*Work required*
Put the lines below into a Markdown table with the columns Row and Line text, numbering each row and omitting blank lines. Do not include the pictures.

--- BEGIN Stored data ---

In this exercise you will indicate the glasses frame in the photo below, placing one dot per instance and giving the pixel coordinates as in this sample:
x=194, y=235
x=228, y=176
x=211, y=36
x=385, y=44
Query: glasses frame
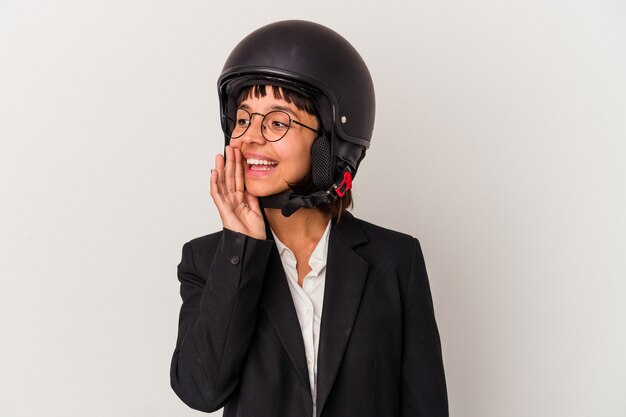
x=291, y=120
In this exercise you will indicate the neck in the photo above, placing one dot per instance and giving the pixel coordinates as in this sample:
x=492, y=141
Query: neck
x=305, y=225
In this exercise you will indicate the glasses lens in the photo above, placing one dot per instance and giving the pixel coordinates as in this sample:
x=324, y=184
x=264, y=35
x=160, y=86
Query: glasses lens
x=276, y=125
x=237, y=122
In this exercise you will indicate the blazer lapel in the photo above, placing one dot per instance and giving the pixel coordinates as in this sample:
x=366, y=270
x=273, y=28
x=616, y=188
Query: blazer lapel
x=346, y=273
x=277, y=302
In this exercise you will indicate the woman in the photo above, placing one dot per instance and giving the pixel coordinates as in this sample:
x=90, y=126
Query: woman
x=296, y=308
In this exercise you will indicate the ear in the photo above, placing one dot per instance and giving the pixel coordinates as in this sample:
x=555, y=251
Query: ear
x=322, y=164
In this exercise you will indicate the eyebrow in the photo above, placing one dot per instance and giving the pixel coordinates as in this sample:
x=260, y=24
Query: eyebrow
x=285, y=109
x=274, y=107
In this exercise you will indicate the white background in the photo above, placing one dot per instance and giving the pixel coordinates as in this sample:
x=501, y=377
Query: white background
x=500, y=143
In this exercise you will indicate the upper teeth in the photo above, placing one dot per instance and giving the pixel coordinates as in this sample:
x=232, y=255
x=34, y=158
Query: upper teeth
x=260, y=162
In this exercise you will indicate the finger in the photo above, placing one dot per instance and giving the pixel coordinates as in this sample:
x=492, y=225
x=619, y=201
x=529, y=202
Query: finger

--- END Stored data ---

*Solution below*
| Row | Line text |
|---|---|
| 1 | In this exercise you will indicate the glasses frame in the photo below, placing one dot per instance and giving the pixel coordinates as in this sample: |
| 2 | x=194, y=235 |
| 3 | x=228, y=176 |
| 4 | x=211, y=36 |
| 5 | x=385, y=44 |
| 6 | Query: glasses frame |
| 7 | x=291, y=120 |
| 8 | In this exercise you will indicate the neck in the photo above, placing one dot per instance and giving the pixel coordinates as in this sample: |
| 9 | x=492, y=141 |
| 10 | Query: neck |
| 11 | x=305, y=225 |
| 12 | In this exercise you will indicate the glasses lens in the photo above, placing one dot per instance and giving the pixel coordinates as in this sample: |
| 13 | x=324, y=184 |
| 14 | x=264, y=35 |
| 15 | x=160, y=86 |
| 16 | Query: glasses lens |
| 17 | x=276, y=125 |
| 18 | x=237, y=122 |
| 19 | In this exercise you will indicate the blazer lapel in the photo above, placing one dot per instance and giving the pixel coordinates as in this sample: |
| 20 | x=366, y=270 |
| 21 | x=273, y=28 |
| 22 | x=616, y=188 |
| 23 | Query: blazer lapel |
| 24 | x=346, y=273 |
| 25 | x=277, y=302 |
| 26 | In this exercise you will indicate the woman in the photo above, placing one dot per instance and giving the pixel coordinates as in this sample: |
| 27 | x=90, y=126 |
| 28 | Query: woman |
| 29 | x=296, y=308 |
| 30 | In this exercise you will indicate the ear in the photo above, placing one dot per instance and giving the pixel coordinates as in this sample: |
| 31 | x=555, y=251 |
| 32 | Query: ear |
| 33 | x=322, y=164 |
| 34 | In this exercise you will indicate the eyebrow in the photo above, placing one dot per instance and giving the pixel coordinates as in this sample: |
| 35 | x=260, y=24 |
| 36 | Query: eyebrow |
| 37 | x=285, y=109 |
| 38 | x=274, y=107 |
| 39 | In this exercise you will indicate the white background in the photo above, placing one dot per instance and giving the pixel coordinates as in this sample: |
| 40 | x=501, y=377 |
| 41 | Query: white background |
| 42 | x=500, y=143 |
| 43 | In this exercise you will indicate the upper teeth in the photo above, placing one dot per instance and giving the pixel coordinates as in this sample: |
| 44 | x=232, y=255 |
| 45 | x=34, y=158 |
| 46 | Query: upper teeth |
| 47 | x=260, y=162 |
| 48 | In this exercise you will indicate the finger in the photo above, placing one dot per instance and giving the pixel coordinates as in this sample: |
| 49 | x=492, y=225 |
| 50 | x=619, y=201 |
| 51 | x=529, y=202 |
| 52 | Query: finger |